INFORMATION SHOWN:

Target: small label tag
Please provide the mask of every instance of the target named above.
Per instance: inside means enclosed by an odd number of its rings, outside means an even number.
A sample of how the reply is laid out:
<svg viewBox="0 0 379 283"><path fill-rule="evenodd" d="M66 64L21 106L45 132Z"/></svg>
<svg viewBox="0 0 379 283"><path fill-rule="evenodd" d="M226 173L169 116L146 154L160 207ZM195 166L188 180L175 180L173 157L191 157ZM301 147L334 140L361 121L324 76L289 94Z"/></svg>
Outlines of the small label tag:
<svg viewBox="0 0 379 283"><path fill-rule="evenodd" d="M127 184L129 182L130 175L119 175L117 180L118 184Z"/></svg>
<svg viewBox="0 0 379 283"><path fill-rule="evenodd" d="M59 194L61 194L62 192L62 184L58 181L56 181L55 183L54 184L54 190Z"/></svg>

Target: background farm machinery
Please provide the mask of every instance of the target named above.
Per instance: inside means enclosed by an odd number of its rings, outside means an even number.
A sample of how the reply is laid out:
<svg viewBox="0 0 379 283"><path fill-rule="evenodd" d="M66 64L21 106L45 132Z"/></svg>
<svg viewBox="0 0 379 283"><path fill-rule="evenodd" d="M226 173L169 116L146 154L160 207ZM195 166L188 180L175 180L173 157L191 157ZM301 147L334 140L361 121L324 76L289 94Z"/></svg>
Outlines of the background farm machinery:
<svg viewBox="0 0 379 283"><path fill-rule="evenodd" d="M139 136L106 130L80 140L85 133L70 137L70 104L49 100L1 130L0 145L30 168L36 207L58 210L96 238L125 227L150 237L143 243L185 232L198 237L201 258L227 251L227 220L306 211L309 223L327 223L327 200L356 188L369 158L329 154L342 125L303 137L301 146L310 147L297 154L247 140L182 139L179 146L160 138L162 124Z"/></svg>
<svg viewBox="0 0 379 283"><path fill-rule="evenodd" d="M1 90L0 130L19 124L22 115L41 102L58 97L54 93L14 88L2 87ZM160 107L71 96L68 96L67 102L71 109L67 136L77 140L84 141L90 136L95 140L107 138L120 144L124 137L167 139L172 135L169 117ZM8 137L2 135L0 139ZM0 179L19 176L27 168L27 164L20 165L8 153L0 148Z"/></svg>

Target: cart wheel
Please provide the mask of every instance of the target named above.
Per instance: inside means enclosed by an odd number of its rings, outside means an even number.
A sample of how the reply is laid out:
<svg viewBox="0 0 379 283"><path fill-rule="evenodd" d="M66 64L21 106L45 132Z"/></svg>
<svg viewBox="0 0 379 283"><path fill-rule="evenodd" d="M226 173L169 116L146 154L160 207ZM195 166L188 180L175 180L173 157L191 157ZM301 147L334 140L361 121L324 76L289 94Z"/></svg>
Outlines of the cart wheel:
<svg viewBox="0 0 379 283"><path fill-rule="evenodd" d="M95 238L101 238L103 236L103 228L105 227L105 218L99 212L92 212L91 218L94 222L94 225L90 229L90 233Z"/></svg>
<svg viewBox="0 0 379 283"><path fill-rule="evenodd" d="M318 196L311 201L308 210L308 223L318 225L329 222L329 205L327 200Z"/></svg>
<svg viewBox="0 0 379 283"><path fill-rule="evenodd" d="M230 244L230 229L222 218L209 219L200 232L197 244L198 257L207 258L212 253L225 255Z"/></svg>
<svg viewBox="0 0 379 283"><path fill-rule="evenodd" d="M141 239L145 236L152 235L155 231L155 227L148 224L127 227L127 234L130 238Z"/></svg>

OBJECTIVE:
Please reproduce verbatim the lines of the material above, starting with the line containing "Target: cart wheel" and going on through the final line of the material, both included.

SOLUTION TO THE EXERCISE:
Target: cart wheel
Please provide the mask of every instance of the target named above.
Per instance: inside means enclosed by an odd number of its rings, outside means an even number.
A sample of how the reply is laid out:
<svg viewBox="0 0 379 283"><path fill-rule="evenodd" d="M66 64L21 106L45 132Z"/></svg>
<svg viewBox="0 0 379 283"><path fill-rule="evenodd" d="M226 173L169 116L146 154L160 207ZM195 166L188 180L175 180L173 157L191 157ZM301 147L334 140L361 121L324 76L289 94Z"/></svg>
Outlines of the cart wheel:
<svg viewBox="0 0 379 283"><path fill-rule="evenodd" d="M95 238L101 238L103 236L103 228L105 227L105 218L99 212L92 212L91 218L94 222L94 225L90 229L90 233Z"/></svg>
<svg viewBox="0 0 379 283"><path fill-rule="evenodd" d="M318 196L311 201L308 210L308 223L318 225L329 222L329 205L327 200Z"/></svg>
<svg viewBox="0 0 379 283"><path fill-rule="evenodd" d="M230 244L230 229L222 218L209 219L200 232L197 244L198 257L207 258L212 253L225 255Z"/></svg>
<svg viewBox="0 0 379 283"><path fill-rule="evenodd" d="M141 239L145 236L152 235L155 231L155 227L148 224L127 227L127 234L130 238Z"/></svg>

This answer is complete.